(Entries from a dataset)
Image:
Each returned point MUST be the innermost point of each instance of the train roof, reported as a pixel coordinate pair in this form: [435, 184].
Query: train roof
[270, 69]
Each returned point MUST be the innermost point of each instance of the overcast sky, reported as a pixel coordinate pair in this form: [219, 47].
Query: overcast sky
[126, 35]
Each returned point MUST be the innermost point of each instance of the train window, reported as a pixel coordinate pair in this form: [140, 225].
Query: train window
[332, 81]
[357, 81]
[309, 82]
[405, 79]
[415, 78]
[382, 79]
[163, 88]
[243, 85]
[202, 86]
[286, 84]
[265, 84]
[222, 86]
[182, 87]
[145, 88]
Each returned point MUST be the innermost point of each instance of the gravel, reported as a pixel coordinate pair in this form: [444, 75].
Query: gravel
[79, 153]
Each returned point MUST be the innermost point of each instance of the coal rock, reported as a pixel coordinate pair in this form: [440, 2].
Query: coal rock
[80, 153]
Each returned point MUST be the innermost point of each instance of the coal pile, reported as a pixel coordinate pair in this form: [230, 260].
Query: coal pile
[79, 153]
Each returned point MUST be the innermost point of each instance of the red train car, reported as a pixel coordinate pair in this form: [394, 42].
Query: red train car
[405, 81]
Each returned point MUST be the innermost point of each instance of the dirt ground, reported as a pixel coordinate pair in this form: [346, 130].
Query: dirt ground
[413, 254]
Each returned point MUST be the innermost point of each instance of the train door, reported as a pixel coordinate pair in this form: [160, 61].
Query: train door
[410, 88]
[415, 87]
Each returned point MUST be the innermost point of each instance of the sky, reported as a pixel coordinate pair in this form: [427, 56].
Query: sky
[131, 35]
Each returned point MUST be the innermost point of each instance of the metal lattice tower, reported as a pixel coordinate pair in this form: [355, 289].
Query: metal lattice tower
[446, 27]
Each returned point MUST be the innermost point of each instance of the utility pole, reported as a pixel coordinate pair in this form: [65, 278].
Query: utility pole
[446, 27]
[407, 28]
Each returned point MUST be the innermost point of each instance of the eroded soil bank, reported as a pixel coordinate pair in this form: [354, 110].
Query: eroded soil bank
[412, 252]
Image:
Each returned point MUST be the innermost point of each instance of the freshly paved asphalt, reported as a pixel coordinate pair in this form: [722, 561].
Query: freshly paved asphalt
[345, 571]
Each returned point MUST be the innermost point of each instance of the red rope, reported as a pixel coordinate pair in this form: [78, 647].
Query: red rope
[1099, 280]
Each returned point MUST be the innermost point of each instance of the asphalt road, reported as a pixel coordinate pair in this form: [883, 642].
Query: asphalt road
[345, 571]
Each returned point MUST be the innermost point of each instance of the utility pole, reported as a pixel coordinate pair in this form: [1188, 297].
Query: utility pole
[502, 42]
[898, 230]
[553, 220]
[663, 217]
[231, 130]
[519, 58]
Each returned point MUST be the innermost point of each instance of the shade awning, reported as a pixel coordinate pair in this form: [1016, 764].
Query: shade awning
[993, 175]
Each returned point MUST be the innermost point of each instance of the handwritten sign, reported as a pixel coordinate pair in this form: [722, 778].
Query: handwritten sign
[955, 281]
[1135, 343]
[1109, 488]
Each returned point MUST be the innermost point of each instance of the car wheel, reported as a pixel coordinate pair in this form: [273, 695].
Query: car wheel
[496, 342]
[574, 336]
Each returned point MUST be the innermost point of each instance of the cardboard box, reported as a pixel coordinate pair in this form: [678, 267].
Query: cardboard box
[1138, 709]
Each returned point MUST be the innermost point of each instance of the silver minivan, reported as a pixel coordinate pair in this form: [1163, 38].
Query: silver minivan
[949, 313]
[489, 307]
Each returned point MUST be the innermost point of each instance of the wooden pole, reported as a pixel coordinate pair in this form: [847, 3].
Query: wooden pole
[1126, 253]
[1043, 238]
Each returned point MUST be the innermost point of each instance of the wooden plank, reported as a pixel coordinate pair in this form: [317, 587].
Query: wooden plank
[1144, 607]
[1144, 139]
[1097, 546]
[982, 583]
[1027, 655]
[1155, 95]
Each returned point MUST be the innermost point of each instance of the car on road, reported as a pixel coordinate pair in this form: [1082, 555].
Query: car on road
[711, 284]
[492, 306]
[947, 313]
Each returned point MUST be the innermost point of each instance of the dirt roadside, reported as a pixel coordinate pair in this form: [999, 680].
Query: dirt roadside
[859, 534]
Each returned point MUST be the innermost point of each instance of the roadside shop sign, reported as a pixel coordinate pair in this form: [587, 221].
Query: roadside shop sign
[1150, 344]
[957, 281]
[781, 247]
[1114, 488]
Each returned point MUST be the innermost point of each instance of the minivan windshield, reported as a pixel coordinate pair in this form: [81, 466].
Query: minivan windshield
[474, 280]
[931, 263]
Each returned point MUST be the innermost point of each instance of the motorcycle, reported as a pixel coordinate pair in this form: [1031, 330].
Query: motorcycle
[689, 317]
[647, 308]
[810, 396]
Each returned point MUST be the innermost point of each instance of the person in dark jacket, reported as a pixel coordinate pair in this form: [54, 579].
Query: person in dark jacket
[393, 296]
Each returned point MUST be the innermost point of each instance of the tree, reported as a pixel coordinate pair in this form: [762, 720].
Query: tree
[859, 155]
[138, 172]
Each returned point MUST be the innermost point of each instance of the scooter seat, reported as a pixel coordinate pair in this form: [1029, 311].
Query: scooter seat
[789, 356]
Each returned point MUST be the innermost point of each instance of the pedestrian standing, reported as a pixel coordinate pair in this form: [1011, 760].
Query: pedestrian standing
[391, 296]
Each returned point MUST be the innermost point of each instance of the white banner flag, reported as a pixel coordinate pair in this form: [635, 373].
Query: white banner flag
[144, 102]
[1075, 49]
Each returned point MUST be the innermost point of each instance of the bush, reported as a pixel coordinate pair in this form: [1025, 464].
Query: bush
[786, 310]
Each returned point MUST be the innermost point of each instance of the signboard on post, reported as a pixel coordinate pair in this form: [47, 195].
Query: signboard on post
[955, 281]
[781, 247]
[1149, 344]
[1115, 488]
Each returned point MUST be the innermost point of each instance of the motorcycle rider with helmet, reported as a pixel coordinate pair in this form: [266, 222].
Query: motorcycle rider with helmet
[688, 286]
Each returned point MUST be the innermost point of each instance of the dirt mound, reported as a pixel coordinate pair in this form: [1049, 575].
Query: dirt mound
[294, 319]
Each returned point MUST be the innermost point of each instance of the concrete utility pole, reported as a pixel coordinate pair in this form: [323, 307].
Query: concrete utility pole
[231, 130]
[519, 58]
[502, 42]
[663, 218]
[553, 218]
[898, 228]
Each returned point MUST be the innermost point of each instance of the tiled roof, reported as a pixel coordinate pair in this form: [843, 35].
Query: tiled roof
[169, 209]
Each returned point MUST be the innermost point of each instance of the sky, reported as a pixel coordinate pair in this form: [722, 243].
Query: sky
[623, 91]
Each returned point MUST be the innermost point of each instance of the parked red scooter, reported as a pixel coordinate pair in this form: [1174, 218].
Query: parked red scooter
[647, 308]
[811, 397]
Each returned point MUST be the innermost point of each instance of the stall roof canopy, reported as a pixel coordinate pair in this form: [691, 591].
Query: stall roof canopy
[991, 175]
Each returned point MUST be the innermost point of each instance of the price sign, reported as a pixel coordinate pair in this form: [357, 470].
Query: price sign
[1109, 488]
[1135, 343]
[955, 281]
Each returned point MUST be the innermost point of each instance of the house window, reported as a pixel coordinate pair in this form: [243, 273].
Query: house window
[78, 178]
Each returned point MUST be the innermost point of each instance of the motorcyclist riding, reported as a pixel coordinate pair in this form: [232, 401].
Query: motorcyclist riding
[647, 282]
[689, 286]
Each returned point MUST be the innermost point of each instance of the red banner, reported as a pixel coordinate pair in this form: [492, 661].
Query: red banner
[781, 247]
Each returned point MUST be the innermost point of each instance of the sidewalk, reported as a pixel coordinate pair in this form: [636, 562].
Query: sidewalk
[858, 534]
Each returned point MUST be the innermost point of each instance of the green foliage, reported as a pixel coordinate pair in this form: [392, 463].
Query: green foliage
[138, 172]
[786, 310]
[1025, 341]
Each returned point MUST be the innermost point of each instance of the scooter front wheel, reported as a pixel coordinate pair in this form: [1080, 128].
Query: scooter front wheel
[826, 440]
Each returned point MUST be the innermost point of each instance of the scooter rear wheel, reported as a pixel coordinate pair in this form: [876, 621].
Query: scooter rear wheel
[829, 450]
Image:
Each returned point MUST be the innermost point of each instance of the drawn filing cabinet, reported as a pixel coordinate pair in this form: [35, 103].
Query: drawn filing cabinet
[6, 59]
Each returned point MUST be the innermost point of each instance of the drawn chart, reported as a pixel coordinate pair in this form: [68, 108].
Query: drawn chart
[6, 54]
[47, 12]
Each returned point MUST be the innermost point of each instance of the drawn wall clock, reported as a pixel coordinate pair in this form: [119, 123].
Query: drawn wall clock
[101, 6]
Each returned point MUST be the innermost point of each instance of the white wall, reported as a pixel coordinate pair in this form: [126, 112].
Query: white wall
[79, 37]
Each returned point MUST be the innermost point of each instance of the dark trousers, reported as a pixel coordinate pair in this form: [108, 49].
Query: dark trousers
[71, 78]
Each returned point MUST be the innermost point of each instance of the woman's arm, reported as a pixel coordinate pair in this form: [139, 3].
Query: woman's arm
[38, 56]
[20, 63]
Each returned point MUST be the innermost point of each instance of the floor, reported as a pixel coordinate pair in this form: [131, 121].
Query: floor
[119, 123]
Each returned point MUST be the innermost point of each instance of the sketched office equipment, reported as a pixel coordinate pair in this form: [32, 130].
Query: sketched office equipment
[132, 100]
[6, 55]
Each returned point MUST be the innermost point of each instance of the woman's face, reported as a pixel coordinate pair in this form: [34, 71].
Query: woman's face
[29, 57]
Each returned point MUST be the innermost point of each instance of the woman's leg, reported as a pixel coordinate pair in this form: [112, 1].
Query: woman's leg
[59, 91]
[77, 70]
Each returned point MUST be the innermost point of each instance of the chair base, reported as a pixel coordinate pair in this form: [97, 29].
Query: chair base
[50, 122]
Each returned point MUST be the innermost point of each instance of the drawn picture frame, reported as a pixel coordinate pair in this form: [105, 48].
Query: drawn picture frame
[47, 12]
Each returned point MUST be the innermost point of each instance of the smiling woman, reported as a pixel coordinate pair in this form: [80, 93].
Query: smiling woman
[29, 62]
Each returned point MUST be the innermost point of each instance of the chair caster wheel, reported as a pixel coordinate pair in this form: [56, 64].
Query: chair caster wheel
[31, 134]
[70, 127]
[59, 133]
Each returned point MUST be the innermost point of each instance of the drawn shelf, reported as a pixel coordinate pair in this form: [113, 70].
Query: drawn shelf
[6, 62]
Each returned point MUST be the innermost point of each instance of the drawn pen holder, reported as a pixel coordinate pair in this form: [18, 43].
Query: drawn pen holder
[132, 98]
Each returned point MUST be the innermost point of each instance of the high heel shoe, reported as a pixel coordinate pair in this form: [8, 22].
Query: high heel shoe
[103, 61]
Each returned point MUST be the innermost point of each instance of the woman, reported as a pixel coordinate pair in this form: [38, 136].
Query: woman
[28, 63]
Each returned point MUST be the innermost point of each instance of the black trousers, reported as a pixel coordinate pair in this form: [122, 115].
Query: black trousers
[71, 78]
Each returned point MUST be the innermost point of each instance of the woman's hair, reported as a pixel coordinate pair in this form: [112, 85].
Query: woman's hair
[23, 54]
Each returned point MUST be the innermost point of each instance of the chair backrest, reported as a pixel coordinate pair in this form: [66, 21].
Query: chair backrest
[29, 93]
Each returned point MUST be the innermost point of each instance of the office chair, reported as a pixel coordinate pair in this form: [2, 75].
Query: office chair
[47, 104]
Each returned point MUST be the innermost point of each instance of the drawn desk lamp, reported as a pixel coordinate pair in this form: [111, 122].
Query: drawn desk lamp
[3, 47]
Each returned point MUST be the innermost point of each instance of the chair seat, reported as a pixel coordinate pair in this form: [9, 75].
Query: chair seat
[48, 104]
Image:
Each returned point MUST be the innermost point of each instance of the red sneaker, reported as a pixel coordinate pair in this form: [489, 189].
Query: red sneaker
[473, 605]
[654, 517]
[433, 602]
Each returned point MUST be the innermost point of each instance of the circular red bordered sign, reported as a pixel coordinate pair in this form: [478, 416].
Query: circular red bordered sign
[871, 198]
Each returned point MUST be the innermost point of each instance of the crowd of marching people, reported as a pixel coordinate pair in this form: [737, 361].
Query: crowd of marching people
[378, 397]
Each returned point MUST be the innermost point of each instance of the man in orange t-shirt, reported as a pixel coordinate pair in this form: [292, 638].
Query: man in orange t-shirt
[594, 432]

> _Exercise prompt_
Your task is to transcribe the line containing "form: [9, 75]." and every line after it, through the last line of the data, exactly as written and with nothing more.

> _Result of this task_
Each returned point MUST be the innermost point of each instance of the chair seat, reported as a pixel coordinate pair in this form: [9, 75].
Query: chair seat
[48, 104]
Image:
Each returned point MUST be the innermost point of each instance of the red sneaker, reported as a pixel coordinate pair in this form: [489, 189].
Query: red sneaker
[473, 605]
[654, 517]
[433, 602]
Each returned point MUST be the innermost point of each instance of the circular red bordered sign, reported as a pixel coordinate pair in this form: [478, 416].
Query: circular red bordered sign
[871, 198]
Each returned point MUST be the innermost point of each instance of the crowd of marching people, reported as a pixel coordinate pair in this form: [737, 361].
Query: crowd of marching people
[378, 397]
Each returned point MUST be the innermost point of each instance of the man in orange t-shirt, reported as a pixel coordinate pair in this form: [292, 638].
Query: man in orange t-shirt
[594, 432]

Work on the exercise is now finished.